Pull out every line of the material below that contains the word "seed". Case counts, so a line matches only if the capitalization is the same.

:: MATERIAL SHOWN ::

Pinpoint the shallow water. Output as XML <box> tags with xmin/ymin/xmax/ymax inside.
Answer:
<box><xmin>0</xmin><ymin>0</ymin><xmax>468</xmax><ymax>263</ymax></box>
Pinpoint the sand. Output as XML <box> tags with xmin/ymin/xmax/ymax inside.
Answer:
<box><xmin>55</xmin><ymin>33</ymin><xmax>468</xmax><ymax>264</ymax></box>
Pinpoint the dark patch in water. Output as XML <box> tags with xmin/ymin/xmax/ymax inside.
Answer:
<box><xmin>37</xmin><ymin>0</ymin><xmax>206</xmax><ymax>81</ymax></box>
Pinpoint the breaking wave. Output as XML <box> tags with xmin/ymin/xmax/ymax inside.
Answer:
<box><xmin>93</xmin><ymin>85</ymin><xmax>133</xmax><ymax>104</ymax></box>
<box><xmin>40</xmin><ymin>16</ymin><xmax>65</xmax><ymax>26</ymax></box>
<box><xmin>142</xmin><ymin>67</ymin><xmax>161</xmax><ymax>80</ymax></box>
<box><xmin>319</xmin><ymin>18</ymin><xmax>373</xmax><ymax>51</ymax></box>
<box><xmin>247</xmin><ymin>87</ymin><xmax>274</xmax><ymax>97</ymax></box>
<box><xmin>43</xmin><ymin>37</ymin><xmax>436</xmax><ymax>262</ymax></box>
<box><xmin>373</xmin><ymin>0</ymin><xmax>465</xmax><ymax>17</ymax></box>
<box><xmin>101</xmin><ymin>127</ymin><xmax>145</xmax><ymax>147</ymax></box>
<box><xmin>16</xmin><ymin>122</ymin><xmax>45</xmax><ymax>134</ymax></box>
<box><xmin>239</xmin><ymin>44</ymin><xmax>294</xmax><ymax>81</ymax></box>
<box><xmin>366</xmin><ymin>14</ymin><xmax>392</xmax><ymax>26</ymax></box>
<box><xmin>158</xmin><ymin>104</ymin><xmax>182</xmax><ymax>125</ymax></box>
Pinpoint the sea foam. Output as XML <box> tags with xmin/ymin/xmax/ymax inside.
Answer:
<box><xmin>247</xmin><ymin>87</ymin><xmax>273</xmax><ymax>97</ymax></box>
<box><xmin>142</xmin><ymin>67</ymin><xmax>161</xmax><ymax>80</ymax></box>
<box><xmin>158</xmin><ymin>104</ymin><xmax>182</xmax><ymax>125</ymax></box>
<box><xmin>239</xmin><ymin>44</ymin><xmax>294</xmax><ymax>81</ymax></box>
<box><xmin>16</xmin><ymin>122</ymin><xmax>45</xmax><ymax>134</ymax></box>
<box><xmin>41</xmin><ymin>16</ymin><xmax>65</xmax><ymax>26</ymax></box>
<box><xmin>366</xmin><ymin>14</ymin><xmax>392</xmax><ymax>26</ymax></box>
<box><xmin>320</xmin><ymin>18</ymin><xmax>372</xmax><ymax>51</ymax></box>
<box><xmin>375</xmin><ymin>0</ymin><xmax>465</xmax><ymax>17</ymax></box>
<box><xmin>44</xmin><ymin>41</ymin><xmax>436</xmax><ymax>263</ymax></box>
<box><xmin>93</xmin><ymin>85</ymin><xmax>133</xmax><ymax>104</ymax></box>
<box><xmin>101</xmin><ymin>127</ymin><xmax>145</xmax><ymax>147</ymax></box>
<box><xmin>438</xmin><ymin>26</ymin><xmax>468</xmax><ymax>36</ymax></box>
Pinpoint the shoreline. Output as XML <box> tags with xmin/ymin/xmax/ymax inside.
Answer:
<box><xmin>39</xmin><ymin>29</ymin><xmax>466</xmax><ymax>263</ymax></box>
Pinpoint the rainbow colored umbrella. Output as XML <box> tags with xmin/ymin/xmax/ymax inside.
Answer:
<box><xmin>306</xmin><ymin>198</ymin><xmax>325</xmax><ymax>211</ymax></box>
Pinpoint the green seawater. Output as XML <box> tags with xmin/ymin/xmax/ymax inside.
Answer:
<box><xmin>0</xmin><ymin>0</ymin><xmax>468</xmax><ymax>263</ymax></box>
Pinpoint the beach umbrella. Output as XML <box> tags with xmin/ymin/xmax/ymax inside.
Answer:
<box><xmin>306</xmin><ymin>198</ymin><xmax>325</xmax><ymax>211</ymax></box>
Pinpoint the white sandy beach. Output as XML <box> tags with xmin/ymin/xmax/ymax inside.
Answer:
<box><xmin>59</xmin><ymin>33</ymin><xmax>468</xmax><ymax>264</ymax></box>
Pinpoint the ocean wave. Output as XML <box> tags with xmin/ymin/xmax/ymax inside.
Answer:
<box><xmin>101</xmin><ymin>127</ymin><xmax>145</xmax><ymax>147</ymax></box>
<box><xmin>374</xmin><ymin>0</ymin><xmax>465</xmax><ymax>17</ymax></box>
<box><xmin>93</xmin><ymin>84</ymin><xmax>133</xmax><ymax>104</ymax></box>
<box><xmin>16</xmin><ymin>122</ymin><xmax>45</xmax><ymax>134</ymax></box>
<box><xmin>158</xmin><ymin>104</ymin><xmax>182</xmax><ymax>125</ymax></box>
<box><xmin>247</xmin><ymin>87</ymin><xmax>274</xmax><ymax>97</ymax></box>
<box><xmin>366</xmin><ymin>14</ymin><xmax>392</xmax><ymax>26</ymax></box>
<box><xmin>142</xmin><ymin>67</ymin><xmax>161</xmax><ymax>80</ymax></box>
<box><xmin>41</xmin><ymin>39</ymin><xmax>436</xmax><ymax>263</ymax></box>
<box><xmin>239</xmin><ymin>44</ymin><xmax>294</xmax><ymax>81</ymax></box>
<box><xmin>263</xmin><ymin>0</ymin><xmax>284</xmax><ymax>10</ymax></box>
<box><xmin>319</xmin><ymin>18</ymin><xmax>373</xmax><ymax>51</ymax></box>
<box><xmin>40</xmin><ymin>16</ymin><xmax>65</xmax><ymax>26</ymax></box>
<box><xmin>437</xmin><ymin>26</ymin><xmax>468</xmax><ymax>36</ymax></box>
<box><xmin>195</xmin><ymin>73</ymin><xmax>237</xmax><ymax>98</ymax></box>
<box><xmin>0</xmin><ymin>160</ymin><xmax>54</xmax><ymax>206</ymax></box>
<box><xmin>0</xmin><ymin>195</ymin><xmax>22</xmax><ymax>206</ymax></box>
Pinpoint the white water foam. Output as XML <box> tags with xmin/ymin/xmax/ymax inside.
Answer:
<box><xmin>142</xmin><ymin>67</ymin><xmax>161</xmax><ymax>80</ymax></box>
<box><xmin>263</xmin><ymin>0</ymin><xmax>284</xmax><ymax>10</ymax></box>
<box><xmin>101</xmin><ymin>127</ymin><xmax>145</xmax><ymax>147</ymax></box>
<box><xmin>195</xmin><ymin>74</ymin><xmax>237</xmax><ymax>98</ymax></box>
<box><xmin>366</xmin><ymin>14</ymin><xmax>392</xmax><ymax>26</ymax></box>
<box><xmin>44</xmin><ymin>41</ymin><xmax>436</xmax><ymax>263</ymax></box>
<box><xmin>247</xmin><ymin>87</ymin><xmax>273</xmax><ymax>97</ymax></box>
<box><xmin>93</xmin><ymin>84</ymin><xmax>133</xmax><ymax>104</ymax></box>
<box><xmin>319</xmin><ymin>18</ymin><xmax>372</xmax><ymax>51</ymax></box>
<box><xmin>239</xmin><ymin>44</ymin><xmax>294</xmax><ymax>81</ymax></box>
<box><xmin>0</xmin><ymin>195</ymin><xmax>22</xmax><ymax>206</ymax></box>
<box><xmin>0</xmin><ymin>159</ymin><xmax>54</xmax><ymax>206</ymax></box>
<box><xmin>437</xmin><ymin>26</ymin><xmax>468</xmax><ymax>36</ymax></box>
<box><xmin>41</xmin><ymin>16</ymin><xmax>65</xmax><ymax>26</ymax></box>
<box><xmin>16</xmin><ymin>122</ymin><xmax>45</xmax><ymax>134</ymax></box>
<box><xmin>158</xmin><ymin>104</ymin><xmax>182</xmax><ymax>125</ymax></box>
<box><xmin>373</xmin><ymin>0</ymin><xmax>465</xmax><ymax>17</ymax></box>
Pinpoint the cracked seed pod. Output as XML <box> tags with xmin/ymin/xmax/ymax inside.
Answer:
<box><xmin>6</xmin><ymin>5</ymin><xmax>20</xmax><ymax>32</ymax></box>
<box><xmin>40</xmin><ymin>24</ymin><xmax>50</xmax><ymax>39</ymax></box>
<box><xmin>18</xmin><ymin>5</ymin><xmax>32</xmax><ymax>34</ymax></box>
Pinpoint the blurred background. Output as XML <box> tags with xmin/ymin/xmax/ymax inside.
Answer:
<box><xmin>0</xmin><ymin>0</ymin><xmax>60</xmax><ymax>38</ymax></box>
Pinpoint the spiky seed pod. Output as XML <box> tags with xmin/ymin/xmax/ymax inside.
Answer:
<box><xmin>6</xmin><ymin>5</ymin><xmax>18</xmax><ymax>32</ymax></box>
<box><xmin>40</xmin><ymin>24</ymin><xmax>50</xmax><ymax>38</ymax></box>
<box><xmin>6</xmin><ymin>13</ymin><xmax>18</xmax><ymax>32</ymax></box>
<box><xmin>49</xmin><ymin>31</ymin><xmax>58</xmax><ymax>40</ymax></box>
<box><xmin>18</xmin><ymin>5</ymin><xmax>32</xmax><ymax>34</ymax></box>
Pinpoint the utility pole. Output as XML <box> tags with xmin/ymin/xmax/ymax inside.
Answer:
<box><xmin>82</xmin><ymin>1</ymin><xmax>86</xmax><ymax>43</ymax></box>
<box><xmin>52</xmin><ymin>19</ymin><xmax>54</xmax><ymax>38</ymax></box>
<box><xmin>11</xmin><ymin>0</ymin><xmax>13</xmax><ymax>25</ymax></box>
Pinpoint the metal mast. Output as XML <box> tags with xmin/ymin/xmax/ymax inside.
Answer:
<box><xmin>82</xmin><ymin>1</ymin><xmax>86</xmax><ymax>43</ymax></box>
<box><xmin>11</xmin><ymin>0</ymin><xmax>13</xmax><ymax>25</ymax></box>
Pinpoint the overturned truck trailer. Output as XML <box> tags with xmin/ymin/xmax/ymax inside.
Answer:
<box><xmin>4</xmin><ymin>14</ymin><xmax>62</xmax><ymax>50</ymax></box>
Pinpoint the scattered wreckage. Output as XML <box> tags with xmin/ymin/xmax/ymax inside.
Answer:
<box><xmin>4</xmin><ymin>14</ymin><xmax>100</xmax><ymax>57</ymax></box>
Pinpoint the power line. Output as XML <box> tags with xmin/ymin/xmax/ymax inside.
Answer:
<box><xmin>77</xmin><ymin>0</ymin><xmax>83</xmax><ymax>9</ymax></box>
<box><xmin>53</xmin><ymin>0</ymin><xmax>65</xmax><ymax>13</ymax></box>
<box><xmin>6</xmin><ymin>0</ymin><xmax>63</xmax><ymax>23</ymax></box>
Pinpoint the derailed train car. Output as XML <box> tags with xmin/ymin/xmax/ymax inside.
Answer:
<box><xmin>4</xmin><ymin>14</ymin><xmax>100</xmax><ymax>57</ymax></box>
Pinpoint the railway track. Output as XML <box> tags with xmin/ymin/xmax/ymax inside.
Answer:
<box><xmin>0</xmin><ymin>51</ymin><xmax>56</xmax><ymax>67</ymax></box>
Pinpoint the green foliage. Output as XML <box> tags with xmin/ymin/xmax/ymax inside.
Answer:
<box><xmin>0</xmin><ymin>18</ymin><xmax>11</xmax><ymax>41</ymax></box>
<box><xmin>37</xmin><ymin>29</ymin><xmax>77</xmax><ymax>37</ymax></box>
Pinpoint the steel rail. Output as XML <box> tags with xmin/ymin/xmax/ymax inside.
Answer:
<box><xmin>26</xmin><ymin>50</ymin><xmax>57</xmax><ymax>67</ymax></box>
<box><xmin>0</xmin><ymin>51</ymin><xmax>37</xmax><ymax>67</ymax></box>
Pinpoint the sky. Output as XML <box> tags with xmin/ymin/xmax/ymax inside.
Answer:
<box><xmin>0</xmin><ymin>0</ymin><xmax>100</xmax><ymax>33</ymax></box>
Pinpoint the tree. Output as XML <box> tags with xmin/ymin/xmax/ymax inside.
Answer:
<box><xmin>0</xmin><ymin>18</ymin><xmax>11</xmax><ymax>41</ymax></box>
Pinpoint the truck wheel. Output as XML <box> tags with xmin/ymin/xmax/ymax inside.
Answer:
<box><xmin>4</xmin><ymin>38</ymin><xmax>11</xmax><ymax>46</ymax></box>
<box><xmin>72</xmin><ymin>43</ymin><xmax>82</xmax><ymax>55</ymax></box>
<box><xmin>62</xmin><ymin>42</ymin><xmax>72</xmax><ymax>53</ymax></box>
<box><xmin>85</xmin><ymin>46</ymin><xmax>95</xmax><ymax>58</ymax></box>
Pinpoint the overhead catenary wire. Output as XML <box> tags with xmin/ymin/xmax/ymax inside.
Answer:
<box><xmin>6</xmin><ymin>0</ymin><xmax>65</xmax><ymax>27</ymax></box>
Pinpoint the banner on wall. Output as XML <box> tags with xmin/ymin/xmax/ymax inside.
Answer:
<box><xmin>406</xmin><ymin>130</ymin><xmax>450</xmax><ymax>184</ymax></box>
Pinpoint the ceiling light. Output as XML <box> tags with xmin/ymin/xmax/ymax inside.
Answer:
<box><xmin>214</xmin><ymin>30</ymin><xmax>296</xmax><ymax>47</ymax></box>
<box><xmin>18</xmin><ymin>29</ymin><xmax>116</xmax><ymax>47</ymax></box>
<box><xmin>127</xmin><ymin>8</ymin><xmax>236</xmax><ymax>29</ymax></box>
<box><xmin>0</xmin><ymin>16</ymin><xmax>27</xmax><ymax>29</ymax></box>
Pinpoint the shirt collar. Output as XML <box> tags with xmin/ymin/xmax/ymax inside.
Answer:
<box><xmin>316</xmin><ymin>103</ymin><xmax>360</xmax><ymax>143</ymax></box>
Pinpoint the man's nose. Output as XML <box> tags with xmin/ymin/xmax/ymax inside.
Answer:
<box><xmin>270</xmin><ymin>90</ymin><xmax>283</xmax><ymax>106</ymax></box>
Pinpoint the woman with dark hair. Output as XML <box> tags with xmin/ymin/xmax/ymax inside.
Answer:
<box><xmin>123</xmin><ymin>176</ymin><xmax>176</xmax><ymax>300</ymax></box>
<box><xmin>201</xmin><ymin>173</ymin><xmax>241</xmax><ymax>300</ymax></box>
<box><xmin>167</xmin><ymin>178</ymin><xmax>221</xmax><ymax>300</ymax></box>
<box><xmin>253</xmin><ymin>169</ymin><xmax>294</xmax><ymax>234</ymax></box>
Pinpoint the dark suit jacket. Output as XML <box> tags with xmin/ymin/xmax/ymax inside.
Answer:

:::

• COMPLETED EXERCISE:
Pinpoint the cracked seed pod. Output as XML <box> tags with xmin/ymin/xmax/ymax inside.
Pinpoint the spiky seed pod. Output as XML <box> tags with xmin/ymin/xmax/ymax inside.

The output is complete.